Consigne 1:
Affiche, telles quelles, toutes les lignes des entrées ci-dessous où figure le mot « orange ».

Texte cité:
....
Article | 27 septembre 1996 – Les talibans prennent Kaboul

En février 1989, les troupes soviétiques quittent officiellement l’Afghanistan, mettant ainsi fin à une occupation qui a débuté une décennie plus tôt. Ce retrait est le résultat des accords de Genève d’avril 1988, négociés par l’Union soviétique en collaboration avec les États-Unis et le Pakistan.

Cette sortie marquera un tournant dans l’histoire du pays, mais elle laisse un pays profondément ravagé par des années de guerre. Les Soviétiques y ont subi de lourdes pertes : environ 14 000 soldats russes ont trouvé la mort lors de cette campagne militaire. Parallèlement, cette guerre a donné naissance à une résistance féroce menée par plus de 150 000 combattants moujahidines, divisés en plusieurs factions et ethnies.

Ces différentes factions étaient principalement composées des Pachtounes Ghilzaï ou Dourani, dirigés par Gulbudin Hekmatyar, des Chiites Hazaras, des Ouzbeks sous les ordres de Rashid Dostom, et des Tadjiks menés par le charismatique Ahmed Shah Massoud. Ce dernier, en collaboration avec Dostom, forme ce que l’on appelle l’Alliance du Nord, une coalition qui s’avérera être la force la plus efficace pour résister à l’occupation soviétique.
....
Données fournies:
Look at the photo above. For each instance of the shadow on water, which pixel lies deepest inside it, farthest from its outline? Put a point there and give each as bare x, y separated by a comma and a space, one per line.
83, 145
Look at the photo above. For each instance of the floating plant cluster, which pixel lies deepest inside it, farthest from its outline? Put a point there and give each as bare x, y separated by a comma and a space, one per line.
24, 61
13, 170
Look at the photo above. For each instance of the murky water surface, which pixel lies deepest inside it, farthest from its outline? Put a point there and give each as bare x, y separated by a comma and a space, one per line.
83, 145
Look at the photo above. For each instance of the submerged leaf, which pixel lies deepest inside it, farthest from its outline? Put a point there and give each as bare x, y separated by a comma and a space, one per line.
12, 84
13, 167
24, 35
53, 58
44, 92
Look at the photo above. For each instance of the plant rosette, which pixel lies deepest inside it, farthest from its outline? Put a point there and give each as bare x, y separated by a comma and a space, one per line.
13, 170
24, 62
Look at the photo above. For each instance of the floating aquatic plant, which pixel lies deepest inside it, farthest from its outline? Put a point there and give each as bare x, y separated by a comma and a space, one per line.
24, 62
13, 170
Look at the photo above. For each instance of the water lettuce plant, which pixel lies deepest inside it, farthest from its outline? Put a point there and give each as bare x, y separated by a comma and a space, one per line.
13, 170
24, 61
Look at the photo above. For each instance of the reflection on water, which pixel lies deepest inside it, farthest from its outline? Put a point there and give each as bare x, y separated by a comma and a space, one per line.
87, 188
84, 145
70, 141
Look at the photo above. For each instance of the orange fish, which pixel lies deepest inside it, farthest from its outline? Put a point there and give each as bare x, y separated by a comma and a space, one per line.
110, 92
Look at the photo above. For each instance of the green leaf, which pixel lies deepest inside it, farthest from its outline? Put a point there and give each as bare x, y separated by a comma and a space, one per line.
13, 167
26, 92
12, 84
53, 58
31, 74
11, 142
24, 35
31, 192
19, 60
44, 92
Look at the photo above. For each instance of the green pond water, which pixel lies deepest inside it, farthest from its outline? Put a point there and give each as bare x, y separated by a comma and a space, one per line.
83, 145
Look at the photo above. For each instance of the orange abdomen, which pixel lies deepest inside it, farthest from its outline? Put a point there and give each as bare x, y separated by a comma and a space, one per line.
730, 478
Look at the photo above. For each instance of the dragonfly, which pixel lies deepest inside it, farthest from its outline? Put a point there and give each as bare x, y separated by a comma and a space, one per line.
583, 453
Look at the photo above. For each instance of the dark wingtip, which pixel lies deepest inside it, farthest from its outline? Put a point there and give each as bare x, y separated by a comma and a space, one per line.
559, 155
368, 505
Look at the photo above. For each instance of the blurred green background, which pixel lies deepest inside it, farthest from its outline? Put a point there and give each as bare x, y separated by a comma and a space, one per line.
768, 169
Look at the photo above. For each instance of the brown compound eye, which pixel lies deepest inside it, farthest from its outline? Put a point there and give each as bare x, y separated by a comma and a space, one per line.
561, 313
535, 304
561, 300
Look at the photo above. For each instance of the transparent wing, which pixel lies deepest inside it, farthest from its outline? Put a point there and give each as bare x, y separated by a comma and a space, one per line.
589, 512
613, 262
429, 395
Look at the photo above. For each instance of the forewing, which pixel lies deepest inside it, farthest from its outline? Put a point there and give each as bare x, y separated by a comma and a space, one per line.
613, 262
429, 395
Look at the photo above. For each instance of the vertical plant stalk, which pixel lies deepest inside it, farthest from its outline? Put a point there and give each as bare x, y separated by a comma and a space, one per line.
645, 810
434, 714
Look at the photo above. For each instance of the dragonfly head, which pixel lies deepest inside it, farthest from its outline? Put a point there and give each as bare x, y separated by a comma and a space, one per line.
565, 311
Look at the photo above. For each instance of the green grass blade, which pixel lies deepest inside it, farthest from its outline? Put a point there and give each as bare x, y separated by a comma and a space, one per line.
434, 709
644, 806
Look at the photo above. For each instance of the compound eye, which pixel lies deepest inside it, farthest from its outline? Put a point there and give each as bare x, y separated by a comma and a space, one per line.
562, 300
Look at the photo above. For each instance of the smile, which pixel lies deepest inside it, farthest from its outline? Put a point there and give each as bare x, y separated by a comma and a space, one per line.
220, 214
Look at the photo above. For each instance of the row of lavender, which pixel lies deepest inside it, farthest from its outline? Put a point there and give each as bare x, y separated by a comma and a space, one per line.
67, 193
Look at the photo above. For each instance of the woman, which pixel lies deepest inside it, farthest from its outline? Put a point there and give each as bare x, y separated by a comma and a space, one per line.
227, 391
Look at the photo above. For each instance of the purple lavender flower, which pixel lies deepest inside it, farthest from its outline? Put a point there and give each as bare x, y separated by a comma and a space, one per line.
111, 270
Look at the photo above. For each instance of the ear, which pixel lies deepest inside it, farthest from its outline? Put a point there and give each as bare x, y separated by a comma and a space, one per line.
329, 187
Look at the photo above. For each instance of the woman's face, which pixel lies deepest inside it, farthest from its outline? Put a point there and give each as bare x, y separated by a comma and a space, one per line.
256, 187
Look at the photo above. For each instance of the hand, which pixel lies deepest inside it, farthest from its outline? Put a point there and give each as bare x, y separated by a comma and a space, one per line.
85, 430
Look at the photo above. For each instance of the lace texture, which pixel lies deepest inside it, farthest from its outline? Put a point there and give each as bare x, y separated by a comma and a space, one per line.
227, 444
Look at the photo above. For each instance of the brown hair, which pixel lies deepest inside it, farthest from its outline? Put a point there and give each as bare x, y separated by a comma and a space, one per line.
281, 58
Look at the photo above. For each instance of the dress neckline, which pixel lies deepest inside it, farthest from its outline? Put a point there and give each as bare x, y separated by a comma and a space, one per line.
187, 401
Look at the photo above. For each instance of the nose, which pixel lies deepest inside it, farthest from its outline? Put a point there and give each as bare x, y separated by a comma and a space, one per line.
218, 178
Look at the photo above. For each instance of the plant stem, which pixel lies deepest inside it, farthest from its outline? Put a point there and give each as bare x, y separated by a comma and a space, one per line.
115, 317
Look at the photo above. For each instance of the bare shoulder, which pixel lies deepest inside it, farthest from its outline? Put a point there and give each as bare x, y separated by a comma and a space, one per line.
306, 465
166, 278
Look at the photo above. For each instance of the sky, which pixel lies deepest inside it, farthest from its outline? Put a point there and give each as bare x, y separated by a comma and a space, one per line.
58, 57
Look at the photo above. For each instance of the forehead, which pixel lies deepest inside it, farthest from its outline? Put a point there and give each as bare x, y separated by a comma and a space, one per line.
....
Consigne 2:
Recopie intégralement l'article ci-dessus sur la prise de Kaboul par les talibans, sans y changer quoi que ce soit.

Réponse détaillée 1:
Look at the photo above. For each instance of the orange fish, which pixel lies deepest inside it, farthest from its outline? Put a point there and give each as bare x, y separated by a comma and a space, one per line.
Look at the photo above. For each instance of the orange abdomen, which pixel lies deepest inside it, farthest from its outline? Put a point there and give each as bare x, y separated by a comma and a space, one per line.

Réponse détaillée 2:
Article | 27 septembre 1996 – Les talibans prennent Kaboul

En février 1989, les troupes soviétiques quittent officiellement l’Afghanistan, mettant ainsi fin à une occupation qui a débuté une décennie plus tôt. Ce retrait est le résultat des accords de Genève d’avril 1988, négociés par l’Union soviétique en collaboration avec les États-Unis et le Pakistan.

Cette sortie marquera un tournant dans l’histoire du pays, mais elle laisse un pays profondément ravagé par des années de guerre. Les Soviétiques y ont subi de lourdes pertes : environ 14 000 soldats russes ont trouvé la mort lors de cette campagne militaire. Parallèlement, cette guerre a donné naissance à une résistance féroce menée par plus de 150 000 combattants moujahidines, divisés en plusieurs factions et ethnies.

Ces différentes factions étaient principalement composées des Pachtounes Ghilzaï ou Dourani, dirigés par Gulbudin Hekmatyar, des Chiites Hazaras, des Ouzbeks sous les ordres de Rashid Dostom, et des Tadjiks menés par le charismatique Ahmed Shah Massoud. Ce dernier, en collaboration avec Dostom, forme ce que l’on appelle l’Alliance du Nord, une coalition qui s’avérera être la force la plus efficace pour résister à l’occupation soviétique.